Le film noir a toujours su saisir Edward Norton et le rendre imposant dans sa carrière d’acteur. A présent, il dispose de la casquette du réalisateur pour rendre sa vision possible, tout en l‘accompagnant jusqu’au bout de la nuit. Après 19 ans, une idée a mûri et l’adaptation de l’œuvre de Jonathan Lethem semble réussie, car divisera moins que sur son « Au nom d'Anna ». Cependant, on remarquera rapidement des similitudes avec « L.A. Confidential », sans intention de le surpasse, mais plus pour rendre hommage au genre qui disparaît peu à peu des salles, notamment chez les grands studios. Mais le sujet est pourtant cohérent et sincère venant du metteur en scène qui tient ses promesses sur de nombreux aspects d’écriture.
Norton campe ainsi un Lionel Essrog, handicapé par syndrome de la Tourette, dont le traitement est d’une justesse touchante. Cette faiblesse rend beaucoup plus accessible ce personnage qui ne revendique pas l’acte d’héroïsme. Mais à travers son obsession, nous comprenons davantage son mal-être, son combat contre lui-même à chaque instant et c’est ce qui le rend particulièrement attachant. Ce qui peut fâcher en revanche, c’est de ne pas assez diluer ses compétences hors normes dans le récit, très riche en informations. On se permet de faire avancer l’intrigue par une astuce que l’on réutilise beaucoup trop. La qualité des transitions est donc souvent sacrifiée au détriment du rythme qui nous tient tout de même avec panache. Le détective nous emmène donc dans les recoins d’un New York qui ne manquent pas de personnalités, notamment dans ces années 50 inattendues, mais qui donnent du cachet à l’environnement hostile, reflet même de l’Amérique d’aujourd’hui.

Données d'entrée:
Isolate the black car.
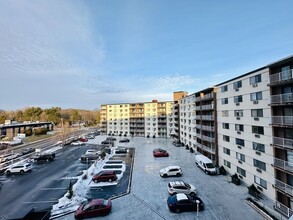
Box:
[167,193,204,213]
[119,138,130,143]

Travail demandé:
a) Recopiez le passage de la critique du film d'Edward Norton compris entre « Le film noir » et « nombreux aspects d’écriture. », bornes incluses.
b) Poursuivez la critique du film réalisé par Edward Norton à partir de sa dernière phrase.

Réponses aux exercices:
a)
Le film noir a toujours su saisir Edward Norton et le rendre imposant dans sa carrière d’acteur. A présent, il dispose de la casquette du réalisateur pour rendre sa vision possible, tout en l‘accompagnant jusqu’au bout de la nuit. Après 19 ans, une idée a mûri et l’adaptation de l’œuvre de Jonathan Lethem semble réussie, car divisera moins que sur son « Au nom d'Anna ». Cependant, on remarquera rapidement des similitudes avec « L.A. Confidential », sans intention de le surpasse, mais plus pour rendre hommage au genre qui disparaît peu à peu des salles, notamment chez les grands studios. Mais le sujet est pourtant cohérent et sincère venant du metteur en scène qui tient ses promesses sur de nombreux aspects d’écriture.

b)
Le polar met donc en avant le monopole de la société par une mafia politique, mais pas indépendamment de la discrimination et les injustices sociales qui règnent. Et Lionel apporte justement un contraste marquant dans cette cruauté passive, et désenchante même le mal qui frappe, sans oublier une certaine fatalité ou tragédie qui lui échappe forcément à un moment donné. Sa générosité et sa bonté sont de lui un être qui comprend intérieurement l’état mental de cette ville empoisonnée. Il est un orphelin, un paria pour ce monde qui le rejette pour ce qu’il représente. D’une certaine manière, la maladie qu’il porte résonne comme une sorte de remède à l’univers sombre et jazzy de Brooklyn, Harlem et plus encore. Il tente donc de délier une affaire de corruption, mais cela semble plutôt maigre, car le final, aussi majestueux soit-il, le tout semble tout droit sorti d’un chapeau, car le spectateur peut se permettre d’avoir un coup d’avance sur le protagoniste.
En somme, « Brooklyn Affairs » (Motherless Brooklyn) marque un arrêt intéressant sur les compétences d’écriture de Norton et l’ensemble donne envie d’encourager plus de démarches aussi léchées que ce film. Après ce seuil de validation, il serait temps de se détacher des clichés, apportés par un hommage évident, mais qui polluent parfois les tremplins scénaristiques qu’on aurait appréciés avec plus de subtilité. De même, l’éclairage ne rend pas toujours justice au film noir, mais l’ambiance compense très bien ce parti-pris douteux, mais qui ne dérange pas pour autant. Ne retirons tout de même pas l’effort d’un passionné, qui acte avec les spectateurs son retour sur la scène et sa future conquête d’un genre qui brise les codes, par l’humour et pertinence de ses références.